_WORK TO BE COMPLETED:_
Transcribe the lines below word for word, beginning at the line that has "Would you be able to point to the stainless steel dishwasher" and stopping after the line that has "column 447, row 5".

** START OF TASK INPUT **

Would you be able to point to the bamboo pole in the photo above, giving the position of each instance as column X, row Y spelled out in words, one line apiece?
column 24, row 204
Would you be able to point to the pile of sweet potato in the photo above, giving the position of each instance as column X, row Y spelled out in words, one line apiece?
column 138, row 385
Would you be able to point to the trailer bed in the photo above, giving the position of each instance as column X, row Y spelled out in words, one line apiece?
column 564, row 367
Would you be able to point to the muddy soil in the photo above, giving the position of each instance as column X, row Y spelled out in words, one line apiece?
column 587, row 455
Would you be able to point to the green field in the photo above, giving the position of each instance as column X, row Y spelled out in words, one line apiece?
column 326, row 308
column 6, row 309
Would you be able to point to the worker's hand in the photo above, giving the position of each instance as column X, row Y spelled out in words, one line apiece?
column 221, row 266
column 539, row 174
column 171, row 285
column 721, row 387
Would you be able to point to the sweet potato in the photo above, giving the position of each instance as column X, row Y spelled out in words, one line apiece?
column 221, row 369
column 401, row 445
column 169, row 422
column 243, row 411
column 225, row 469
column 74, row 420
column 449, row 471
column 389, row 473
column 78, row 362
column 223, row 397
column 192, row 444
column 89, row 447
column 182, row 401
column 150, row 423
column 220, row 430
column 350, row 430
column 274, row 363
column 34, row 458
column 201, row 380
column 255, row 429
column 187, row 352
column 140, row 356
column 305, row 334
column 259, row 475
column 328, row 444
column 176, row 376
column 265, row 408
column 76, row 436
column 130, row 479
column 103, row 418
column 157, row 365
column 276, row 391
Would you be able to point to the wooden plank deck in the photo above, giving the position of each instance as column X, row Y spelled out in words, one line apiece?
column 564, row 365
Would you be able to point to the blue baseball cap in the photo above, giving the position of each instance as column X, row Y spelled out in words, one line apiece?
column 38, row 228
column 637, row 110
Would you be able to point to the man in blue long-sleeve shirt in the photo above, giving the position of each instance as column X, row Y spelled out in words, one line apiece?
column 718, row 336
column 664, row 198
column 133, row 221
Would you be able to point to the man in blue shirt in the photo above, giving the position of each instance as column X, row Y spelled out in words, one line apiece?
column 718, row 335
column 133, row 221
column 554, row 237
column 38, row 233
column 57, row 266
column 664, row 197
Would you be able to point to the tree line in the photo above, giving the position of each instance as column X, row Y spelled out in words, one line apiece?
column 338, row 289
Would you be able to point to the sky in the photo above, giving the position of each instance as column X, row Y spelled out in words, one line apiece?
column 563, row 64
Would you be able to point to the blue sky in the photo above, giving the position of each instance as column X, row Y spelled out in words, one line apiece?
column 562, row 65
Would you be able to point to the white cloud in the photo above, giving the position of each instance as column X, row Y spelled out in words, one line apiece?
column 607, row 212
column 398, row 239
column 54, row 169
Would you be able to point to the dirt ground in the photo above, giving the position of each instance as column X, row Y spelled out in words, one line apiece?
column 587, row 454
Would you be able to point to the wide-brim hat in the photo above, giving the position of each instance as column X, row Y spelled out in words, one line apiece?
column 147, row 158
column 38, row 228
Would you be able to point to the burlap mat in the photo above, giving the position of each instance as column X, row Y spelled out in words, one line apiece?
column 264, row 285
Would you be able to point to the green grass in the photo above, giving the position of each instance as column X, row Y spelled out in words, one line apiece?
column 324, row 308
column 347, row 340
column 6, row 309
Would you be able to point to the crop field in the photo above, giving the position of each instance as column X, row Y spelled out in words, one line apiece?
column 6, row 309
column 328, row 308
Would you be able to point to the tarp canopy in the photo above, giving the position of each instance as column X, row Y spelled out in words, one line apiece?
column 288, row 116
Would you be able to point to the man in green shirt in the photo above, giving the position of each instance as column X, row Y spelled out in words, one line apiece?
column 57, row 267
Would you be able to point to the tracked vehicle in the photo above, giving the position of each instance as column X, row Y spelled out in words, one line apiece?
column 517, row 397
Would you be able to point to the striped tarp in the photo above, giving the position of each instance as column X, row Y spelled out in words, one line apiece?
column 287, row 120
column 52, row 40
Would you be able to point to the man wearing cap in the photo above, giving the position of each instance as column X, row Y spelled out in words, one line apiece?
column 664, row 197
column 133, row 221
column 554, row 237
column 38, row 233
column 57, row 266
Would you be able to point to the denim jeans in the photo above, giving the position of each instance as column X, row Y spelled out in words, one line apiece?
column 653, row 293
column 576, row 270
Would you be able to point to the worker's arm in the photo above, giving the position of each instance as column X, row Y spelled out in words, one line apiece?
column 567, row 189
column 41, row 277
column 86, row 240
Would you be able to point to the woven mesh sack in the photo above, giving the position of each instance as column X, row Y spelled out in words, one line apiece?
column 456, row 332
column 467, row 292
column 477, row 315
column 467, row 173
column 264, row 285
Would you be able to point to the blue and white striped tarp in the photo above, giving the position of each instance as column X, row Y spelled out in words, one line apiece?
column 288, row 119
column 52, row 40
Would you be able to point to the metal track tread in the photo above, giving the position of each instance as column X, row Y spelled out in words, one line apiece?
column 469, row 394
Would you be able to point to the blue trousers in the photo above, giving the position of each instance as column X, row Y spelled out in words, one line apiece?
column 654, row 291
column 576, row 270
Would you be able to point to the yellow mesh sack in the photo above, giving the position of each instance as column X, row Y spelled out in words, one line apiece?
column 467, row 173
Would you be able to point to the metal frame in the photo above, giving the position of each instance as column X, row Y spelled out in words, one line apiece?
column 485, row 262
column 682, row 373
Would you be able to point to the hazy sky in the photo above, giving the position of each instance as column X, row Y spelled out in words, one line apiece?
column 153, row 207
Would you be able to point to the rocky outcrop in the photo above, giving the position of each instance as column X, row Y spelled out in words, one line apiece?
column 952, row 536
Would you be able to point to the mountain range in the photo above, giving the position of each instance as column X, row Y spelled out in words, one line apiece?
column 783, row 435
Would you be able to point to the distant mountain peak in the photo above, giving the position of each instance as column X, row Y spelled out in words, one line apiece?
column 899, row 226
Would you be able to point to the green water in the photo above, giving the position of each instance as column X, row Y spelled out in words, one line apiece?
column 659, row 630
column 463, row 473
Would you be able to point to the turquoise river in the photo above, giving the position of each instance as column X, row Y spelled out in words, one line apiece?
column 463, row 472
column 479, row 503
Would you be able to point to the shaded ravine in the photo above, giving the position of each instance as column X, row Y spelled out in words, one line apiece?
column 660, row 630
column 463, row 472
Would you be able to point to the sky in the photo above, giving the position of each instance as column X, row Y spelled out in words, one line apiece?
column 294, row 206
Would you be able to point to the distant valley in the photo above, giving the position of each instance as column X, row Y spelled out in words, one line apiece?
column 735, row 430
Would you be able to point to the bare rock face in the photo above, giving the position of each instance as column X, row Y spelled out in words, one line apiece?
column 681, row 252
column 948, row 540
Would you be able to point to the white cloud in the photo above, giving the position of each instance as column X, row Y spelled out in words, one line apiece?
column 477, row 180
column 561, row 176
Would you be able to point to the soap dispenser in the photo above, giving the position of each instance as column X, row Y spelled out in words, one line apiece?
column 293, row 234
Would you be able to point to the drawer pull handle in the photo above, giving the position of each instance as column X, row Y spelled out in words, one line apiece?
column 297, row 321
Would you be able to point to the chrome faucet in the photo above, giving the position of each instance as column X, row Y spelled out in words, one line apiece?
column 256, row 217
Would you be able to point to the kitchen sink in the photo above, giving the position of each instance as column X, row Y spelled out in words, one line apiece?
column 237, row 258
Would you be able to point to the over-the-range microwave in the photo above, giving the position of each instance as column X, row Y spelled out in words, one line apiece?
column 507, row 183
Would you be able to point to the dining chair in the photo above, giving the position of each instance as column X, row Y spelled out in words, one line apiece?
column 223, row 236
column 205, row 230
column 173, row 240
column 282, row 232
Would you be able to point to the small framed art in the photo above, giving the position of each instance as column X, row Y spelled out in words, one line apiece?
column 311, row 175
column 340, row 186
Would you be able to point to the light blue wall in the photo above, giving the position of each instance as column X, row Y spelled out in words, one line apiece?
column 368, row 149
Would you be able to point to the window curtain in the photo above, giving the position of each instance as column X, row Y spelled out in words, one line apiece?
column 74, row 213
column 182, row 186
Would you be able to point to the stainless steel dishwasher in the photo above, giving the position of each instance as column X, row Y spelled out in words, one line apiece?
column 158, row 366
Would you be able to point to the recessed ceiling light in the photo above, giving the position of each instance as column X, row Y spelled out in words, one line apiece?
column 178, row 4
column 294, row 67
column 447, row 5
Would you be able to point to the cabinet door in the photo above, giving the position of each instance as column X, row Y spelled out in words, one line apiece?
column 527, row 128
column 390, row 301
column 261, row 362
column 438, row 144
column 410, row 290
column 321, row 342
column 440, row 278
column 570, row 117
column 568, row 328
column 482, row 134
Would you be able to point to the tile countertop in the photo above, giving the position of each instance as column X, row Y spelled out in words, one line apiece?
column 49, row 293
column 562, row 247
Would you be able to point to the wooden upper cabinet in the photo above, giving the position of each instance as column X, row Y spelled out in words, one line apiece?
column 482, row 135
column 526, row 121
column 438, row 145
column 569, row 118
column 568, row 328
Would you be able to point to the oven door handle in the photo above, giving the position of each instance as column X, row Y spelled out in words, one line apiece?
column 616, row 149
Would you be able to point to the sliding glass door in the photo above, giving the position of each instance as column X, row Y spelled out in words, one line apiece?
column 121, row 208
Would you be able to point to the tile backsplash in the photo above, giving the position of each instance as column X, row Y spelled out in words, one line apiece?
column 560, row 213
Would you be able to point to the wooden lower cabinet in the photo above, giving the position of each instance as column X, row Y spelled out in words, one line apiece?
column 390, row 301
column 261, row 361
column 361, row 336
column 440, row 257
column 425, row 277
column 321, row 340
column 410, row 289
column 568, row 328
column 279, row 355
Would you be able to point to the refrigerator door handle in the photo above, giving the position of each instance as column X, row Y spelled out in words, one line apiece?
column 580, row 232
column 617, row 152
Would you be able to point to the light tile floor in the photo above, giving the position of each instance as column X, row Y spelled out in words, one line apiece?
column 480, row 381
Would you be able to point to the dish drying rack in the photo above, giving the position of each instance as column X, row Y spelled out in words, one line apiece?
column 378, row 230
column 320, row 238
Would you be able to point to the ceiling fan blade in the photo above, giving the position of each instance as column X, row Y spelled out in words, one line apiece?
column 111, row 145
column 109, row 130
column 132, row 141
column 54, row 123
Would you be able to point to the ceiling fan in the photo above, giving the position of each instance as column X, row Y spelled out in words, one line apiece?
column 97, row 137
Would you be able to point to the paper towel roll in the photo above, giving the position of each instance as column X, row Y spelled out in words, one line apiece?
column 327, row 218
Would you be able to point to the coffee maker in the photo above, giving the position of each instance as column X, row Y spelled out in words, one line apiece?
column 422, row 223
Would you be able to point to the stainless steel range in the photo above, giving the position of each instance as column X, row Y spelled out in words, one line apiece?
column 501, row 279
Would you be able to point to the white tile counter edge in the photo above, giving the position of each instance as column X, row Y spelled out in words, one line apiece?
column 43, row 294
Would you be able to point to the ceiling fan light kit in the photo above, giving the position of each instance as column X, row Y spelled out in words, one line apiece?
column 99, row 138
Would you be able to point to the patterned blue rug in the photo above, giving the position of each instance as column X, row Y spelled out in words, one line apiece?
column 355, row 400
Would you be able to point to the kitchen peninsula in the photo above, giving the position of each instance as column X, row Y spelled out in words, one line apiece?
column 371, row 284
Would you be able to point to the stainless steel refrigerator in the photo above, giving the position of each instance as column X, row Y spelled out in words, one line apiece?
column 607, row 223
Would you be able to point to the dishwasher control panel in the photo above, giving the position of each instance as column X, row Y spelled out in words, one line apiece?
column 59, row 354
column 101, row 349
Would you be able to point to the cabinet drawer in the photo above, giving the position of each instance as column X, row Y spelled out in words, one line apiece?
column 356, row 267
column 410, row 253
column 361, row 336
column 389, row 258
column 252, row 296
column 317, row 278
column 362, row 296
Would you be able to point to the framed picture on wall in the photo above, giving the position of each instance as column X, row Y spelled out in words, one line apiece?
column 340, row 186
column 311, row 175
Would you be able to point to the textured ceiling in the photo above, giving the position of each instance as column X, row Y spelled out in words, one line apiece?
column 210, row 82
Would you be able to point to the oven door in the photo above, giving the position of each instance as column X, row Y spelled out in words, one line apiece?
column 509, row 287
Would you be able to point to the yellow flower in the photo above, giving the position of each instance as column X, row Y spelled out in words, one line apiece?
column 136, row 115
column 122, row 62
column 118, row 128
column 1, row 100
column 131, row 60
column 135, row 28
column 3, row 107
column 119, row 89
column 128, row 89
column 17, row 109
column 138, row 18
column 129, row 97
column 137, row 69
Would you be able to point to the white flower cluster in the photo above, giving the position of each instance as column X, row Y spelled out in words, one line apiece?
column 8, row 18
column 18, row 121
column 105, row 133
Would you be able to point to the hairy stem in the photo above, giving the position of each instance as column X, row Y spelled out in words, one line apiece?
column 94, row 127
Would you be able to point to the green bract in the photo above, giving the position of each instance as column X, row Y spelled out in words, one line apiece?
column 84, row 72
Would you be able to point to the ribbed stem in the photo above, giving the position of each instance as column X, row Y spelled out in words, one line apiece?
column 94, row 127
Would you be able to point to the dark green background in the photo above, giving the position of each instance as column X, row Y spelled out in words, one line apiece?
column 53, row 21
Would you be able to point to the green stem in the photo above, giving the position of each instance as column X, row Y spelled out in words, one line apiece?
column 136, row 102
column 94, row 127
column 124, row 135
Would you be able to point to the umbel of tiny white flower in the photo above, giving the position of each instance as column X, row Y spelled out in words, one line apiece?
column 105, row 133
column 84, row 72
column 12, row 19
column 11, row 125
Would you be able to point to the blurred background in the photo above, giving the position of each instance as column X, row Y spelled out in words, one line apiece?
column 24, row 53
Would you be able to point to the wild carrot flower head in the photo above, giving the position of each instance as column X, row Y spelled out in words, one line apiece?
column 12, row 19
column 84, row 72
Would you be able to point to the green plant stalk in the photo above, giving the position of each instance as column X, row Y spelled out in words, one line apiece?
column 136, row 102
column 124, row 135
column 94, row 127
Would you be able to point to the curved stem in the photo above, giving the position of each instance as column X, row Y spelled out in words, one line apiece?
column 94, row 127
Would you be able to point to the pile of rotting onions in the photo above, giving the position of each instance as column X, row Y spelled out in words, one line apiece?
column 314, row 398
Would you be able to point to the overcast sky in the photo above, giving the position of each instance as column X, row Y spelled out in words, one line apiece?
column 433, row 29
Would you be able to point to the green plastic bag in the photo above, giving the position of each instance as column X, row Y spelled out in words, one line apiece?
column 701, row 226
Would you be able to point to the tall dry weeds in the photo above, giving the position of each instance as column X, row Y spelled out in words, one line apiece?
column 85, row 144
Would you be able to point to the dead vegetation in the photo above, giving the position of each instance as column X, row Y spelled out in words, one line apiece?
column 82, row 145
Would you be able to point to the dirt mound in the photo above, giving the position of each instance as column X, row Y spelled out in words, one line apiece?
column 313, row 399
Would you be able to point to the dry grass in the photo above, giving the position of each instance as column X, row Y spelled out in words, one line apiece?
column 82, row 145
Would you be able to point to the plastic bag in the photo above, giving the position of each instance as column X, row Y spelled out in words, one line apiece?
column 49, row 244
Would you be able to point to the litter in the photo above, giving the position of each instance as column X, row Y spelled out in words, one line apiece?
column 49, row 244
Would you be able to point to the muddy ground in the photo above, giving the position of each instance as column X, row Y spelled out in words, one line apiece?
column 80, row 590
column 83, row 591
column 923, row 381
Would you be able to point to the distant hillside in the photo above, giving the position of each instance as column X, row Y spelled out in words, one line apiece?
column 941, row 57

** END OF TASK INPUT **

_ANSWER FOR THIS EXERCISE:_
Would you be able to point to the stainless steel dishwasher in the photo above, giving the position of each instance as column X, row Y spelled out in words, one line apiece?
column 158, row 366
Would you be able to point to the recessed ceiling light in the photo above, giving the position of each instance as column X, row Y spelled out in words, one line apiece?
column 178, row 4
column 294, row 67
column 447, row 5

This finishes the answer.